====== Information given
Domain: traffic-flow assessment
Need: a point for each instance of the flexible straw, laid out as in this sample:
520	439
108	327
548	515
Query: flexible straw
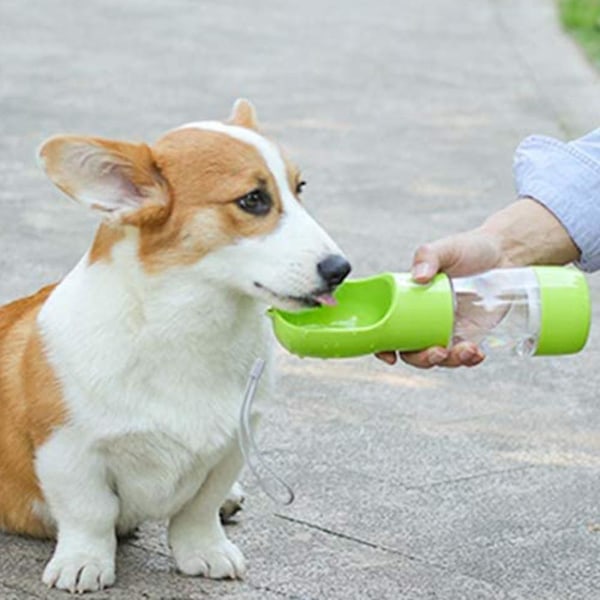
272	485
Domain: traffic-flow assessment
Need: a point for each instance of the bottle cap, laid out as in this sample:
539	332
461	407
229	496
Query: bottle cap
565	310
388	311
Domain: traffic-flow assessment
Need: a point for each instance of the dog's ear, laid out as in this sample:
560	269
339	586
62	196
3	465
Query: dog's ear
115	178
243	114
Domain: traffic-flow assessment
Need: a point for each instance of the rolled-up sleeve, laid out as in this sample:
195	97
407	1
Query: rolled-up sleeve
565	178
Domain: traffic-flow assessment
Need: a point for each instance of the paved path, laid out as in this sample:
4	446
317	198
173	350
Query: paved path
451	485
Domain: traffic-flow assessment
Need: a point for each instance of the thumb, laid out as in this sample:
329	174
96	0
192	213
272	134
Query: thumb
426	263
434	257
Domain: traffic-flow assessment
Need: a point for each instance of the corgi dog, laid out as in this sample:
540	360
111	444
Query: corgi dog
121	386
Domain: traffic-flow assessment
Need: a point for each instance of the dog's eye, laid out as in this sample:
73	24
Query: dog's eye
256	202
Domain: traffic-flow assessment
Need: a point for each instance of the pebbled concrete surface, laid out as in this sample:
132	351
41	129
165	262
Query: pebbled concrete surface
477	484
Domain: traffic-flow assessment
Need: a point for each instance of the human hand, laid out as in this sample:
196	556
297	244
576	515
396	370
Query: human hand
458	255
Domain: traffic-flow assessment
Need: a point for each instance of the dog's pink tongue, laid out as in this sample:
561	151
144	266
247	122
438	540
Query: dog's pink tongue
326	299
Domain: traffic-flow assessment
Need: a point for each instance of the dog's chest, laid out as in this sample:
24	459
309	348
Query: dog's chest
153	475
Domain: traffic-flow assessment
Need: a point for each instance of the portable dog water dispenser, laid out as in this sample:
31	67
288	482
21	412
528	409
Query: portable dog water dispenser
525	311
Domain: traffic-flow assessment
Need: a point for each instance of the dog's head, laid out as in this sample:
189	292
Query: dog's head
216	198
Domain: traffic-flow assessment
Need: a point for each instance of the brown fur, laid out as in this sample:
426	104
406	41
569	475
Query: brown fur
30	408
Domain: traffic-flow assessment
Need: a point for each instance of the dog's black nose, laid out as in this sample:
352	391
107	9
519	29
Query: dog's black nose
334	269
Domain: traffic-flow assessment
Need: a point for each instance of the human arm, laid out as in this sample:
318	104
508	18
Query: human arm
561	225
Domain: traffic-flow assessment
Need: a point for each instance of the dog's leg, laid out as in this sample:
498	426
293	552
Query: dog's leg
75	486
196	536
233	503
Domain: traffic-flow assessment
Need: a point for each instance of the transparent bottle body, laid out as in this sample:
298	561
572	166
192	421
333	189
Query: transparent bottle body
498	310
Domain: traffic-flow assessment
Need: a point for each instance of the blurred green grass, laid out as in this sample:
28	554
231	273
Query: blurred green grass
581	18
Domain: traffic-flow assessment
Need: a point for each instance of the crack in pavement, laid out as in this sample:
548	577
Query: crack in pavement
427	486
389	550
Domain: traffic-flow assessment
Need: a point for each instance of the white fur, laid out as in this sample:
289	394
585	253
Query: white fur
153	369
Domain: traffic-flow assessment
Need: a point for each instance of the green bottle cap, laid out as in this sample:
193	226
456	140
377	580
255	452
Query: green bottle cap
565	310
388	311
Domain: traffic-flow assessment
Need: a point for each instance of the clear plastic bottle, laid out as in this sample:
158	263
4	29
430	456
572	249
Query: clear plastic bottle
522	311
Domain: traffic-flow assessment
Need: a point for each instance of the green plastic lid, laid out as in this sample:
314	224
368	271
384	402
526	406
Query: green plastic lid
388	311
565	310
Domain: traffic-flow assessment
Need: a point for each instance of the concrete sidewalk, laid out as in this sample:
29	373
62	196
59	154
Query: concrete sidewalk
404	116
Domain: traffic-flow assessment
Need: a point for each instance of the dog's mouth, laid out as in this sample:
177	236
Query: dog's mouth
320	297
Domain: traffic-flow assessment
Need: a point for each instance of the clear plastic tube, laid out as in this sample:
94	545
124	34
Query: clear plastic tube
272	485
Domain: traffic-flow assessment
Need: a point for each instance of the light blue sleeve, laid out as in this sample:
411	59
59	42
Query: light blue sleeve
565	178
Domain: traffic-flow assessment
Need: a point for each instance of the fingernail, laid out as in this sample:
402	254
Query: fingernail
435	357
466	355
423	271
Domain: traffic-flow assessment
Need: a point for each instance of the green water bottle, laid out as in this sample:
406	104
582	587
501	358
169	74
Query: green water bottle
524	311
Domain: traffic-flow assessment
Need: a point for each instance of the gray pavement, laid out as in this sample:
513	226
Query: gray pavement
404	115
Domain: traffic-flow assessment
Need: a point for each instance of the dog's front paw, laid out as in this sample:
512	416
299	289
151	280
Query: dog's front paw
79	572
220	560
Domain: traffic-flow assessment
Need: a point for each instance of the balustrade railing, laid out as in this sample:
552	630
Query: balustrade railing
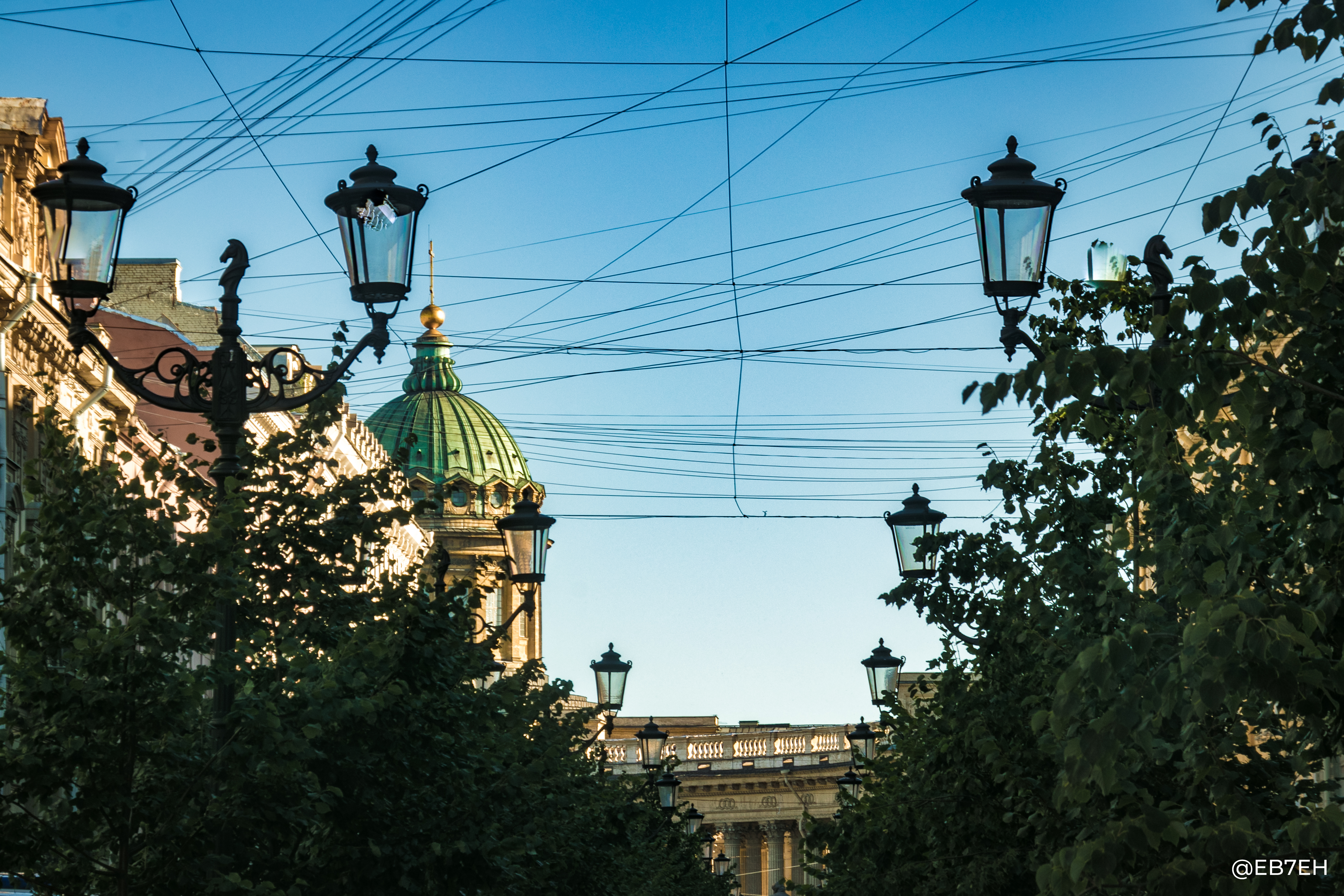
============
Tally the lines of the items above that contain the word "grass", and give only that number.

# Solution to the problem:
2